Task prompt
Pick out every line of the material below that contains the word "coat", and copy each of those lines.

-------- Data for processing

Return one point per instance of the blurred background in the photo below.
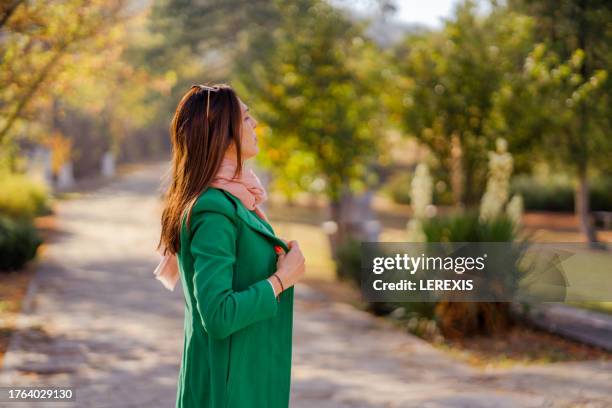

----------------
-------- Data for processing

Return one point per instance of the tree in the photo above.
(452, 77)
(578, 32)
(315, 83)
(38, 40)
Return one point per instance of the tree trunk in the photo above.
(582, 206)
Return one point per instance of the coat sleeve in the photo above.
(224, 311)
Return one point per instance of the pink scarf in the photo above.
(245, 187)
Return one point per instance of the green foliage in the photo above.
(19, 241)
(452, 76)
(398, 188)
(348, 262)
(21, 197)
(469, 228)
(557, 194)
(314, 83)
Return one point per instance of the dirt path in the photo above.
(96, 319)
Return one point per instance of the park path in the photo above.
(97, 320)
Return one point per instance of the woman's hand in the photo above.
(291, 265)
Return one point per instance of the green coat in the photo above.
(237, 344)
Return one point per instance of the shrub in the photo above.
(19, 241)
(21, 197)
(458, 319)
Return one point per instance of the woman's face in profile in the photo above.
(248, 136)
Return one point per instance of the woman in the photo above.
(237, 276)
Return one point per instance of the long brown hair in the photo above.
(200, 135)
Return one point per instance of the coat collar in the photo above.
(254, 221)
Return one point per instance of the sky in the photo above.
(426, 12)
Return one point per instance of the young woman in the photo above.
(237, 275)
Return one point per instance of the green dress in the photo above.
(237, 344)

----------------

Task response
Return one point per instance of the coat sleeve in the photo above.
Return one point per instance of the green coat in the photo above.
Return one point per instance of the coat collar in the photo above.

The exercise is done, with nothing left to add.